──────── DATA FOR THIS EXERCISE

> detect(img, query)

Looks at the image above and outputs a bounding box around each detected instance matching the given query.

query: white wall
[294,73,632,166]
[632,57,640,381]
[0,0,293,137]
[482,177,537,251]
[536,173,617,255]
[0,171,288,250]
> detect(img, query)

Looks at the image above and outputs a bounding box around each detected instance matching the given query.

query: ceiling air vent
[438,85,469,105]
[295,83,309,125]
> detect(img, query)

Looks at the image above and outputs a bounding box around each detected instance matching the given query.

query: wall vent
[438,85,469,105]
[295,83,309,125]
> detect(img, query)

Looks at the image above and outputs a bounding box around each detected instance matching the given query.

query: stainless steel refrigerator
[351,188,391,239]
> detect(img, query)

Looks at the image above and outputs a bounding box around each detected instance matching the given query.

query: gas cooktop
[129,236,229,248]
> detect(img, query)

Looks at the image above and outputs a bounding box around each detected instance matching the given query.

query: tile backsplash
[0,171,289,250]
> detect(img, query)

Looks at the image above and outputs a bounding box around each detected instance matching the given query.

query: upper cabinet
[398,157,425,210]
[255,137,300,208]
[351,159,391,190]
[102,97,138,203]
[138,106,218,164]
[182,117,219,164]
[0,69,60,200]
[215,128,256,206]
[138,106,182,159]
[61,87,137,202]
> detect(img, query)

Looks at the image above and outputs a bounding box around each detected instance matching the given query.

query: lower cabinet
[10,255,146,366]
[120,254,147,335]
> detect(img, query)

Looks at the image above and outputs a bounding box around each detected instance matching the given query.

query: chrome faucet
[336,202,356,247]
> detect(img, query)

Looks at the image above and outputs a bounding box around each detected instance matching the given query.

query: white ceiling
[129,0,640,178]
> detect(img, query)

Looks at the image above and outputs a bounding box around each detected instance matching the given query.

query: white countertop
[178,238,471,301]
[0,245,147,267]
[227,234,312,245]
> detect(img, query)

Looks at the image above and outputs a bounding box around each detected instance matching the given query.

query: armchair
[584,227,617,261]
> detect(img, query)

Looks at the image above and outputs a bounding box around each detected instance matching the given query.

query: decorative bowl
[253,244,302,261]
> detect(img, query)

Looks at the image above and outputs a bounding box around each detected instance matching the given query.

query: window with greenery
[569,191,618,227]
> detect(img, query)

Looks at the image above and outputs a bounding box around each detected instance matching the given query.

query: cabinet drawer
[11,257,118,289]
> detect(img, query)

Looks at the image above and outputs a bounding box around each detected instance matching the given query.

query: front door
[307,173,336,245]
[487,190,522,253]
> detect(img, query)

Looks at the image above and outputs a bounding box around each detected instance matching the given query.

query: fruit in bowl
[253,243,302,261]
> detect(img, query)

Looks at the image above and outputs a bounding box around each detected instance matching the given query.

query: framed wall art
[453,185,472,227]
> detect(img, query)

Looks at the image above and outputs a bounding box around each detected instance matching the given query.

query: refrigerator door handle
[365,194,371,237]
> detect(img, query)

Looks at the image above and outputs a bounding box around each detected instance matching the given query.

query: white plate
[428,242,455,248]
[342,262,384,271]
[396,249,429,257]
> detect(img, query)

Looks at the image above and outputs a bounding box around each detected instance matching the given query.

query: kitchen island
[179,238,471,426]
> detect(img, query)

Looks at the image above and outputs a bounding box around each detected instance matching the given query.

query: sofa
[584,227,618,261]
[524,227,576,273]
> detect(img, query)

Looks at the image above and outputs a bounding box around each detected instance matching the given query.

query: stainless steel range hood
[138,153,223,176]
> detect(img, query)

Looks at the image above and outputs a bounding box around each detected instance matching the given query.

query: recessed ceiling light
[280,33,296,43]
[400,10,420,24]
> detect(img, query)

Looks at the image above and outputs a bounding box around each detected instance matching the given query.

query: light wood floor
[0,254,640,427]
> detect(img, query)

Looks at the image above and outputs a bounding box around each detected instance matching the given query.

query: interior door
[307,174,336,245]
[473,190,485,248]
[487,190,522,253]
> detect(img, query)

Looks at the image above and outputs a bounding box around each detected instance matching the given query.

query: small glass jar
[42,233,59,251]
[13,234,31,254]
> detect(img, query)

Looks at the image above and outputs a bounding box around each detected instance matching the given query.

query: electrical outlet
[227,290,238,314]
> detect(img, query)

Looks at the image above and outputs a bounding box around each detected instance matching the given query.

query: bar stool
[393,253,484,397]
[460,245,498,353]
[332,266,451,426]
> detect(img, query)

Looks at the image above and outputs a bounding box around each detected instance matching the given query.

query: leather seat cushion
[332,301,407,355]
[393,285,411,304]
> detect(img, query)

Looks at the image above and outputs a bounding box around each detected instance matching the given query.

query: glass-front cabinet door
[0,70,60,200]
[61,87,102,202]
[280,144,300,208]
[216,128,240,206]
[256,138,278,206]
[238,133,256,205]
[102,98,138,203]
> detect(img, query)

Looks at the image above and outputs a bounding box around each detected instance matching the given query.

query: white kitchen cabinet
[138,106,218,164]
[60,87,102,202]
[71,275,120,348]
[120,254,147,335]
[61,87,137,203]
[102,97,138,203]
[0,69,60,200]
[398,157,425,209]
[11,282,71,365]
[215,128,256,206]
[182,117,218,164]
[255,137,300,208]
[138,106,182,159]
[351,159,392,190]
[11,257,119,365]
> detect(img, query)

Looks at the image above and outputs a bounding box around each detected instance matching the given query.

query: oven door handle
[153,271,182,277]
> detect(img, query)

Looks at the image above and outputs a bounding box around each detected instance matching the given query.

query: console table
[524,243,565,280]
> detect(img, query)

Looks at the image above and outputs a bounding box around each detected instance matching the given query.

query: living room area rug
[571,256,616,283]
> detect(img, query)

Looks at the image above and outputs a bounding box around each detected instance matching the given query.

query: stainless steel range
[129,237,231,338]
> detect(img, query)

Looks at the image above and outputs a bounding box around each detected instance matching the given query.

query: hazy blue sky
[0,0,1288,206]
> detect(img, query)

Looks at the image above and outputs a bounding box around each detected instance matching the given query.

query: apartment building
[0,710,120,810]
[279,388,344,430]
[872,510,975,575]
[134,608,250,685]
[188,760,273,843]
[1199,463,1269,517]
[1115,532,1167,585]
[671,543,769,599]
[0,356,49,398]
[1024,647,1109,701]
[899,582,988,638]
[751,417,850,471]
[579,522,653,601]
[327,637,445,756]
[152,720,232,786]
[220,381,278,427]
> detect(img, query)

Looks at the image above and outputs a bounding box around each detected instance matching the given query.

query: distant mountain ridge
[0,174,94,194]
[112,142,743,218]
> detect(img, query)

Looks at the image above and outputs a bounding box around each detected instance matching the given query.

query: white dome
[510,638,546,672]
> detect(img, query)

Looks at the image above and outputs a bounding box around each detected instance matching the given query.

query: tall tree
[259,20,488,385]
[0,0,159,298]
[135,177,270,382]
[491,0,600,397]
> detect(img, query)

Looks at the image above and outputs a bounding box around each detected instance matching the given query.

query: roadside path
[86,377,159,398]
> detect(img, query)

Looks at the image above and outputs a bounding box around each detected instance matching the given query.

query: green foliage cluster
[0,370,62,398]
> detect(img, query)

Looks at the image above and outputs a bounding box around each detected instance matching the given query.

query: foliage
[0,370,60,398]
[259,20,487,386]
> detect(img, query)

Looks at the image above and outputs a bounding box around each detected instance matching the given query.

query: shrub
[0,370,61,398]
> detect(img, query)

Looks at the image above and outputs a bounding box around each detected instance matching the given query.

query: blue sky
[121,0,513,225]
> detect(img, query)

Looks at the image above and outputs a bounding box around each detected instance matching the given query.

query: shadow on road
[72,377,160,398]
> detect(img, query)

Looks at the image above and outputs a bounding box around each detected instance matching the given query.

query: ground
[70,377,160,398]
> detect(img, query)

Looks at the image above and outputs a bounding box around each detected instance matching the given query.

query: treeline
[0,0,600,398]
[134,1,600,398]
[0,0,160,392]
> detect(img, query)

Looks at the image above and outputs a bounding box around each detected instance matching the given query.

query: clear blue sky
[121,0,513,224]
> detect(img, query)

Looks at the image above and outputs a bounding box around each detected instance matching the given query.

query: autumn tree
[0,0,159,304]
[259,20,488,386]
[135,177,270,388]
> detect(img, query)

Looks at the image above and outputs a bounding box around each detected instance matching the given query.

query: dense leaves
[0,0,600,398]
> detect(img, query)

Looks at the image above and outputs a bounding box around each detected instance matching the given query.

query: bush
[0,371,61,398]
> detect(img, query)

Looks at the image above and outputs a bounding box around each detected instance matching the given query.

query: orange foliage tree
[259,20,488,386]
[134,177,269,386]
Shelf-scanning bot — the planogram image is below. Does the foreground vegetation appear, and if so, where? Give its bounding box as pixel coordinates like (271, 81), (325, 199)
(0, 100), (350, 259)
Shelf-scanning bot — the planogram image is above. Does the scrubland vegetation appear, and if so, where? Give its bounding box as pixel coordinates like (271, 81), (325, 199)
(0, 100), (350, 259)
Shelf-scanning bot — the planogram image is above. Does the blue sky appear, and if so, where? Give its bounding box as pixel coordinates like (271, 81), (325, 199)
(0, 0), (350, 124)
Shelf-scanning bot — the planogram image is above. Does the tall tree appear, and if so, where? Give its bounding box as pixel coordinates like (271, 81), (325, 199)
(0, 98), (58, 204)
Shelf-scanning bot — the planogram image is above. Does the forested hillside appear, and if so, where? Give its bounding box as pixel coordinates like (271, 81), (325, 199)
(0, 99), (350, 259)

────────────────

WHAT IS BEING ASKED: Change "Shelf-scanning bot" to "Inventory robot" in the lines from the one containing "Shelf-scanning bot — the planogram image is below." through the last line, and give only those lines back with nothing else altered.

RESULT BELOW:
Inventory robot — the planogram image is below. Does the foreground vegetation appear, and if so, where? Give its bounding box as pixel coordinates like (271, 81), (325, 199)
(0, 100), (350, 259)
Inventory robot — the planogram image is above. Does the scrubland vegetation appear, and if so, where? Give its bounding box as pixel coordinates like (271, 81), (325, 199)
(0, 100), (350, 259)
Inventory robot — the planogram image is above. Does the blue sky appear, and if so, where? Give its bounding box as pixel coordinates like (271, 81), (325, 199)
(0, 0), (350, 124)
Inventory robot — the planogram image is above. Does the tall tree appear, and if so, where? Give its bounding box as pixel coordinates like (271, 81), (325, 199)
(0, 98), (58, 204)
Inventory robot — the planogram image is above. Does the forested hillside appear, and if so, where? Give its bounding box as pixel coordinates like (271, 81), (325, 199)
(0, 99), (350, 259)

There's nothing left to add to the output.